> What the task asks: Count the lines in the records below that contain the string "clicks" and reply with the number alone.

╭──

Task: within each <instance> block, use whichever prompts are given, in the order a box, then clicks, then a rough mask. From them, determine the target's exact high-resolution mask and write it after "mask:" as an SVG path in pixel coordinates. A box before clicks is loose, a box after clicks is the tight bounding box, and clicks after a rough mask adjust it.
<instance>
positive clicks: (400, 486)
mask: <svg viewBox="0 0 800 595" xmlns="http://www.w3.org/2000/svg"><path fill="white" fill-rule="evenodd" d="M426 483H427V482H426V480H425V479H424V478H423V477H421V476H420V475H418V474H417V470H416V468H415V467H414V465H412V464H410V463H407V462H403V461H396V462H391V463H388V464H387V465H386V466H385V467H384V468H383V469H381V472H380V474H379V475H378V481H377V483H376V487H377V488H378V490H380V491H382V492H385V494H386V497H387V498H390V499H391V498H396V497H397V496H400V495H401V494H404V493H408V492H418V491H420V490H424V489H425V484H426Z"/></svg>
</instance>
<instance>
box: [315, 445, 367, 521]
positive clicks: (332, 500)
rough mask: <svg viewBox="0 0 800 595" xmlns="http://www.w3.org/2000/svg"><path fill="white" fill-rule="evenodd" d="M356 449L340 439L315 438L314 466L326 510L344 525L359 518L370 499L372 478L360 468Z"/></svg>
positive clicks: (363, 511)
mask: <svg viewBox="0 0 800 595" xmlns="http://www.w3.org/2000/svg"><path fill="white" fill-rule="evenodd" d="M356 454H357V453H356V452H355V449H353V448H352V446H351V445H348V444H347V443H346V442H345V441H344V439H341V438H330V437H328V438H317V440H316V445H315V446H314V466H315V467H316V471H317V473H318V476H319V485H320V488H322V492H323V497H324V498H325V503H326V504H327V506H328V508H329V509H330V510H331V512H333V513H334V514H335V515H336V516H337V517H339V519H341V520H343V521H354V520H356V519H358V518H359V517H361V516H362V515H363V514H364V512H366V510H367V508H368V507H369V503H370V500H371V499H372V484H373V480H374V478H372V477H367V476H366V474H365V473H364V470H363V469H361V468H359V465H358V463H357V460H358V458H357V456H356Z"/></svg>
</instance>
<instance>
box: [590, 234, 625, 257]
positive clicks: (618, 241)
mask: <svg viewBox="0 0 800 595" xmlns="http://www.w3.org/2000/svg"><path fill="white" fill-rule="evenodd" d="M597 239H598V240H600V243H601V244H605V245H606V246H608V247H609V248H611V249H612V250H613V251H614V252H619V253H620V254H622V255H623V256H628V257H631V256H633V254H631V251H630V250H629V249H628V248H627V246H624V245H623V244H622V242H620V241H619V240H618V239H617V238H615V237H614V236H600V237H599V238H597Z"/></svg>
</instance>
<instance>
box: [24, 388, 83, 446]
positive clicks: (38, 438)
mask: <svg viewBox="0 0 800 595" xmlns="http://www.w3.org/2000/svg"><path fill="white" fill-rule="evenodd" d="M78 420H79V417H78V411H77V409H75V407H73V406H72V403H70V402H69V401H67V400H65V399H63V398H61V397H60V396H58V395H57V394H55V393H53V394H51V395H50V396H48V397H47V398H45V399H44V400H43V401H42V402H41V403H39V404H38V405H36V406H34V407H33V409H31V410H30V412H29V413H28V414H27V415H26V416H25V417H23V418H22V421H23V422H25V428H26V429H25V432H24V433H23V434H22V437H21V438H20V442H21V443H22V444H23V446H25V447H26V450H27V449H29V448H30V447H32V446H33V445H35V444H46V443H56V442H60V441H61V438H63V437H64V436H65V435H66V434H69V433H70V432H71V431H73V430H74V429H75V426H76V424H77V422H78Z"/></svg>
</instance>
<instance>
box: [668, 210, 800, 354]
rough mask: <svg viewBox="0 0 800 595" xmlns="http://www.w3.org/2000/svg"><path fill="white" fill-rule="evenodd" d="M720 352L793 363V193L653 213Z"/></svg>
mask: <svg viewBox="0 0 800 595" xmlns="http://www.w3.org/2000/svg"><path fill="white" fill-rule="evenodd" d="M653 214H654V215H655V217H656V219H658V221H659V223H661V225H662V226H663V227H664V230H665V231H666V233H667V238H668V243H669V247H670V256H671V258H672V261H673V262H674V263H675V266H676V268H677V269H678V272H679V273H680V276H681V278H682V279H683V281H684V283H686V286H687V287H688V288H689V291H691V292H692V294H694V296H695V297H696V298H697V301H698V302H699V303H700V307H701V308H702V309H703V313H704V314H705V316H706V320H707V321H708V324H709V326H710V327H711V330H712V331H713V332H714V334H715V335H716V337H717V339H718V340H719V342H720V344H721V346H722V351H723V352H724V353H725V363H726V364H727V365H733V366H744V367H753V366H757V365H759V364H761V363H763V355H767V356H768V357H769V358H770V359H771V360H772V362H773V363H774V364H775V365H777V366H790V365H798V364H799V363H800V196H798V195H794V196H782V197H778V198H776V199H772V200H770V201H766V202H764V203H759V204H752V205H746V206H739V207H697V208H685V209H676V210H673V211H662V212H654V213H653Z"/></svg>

╰──

> Answer section: 6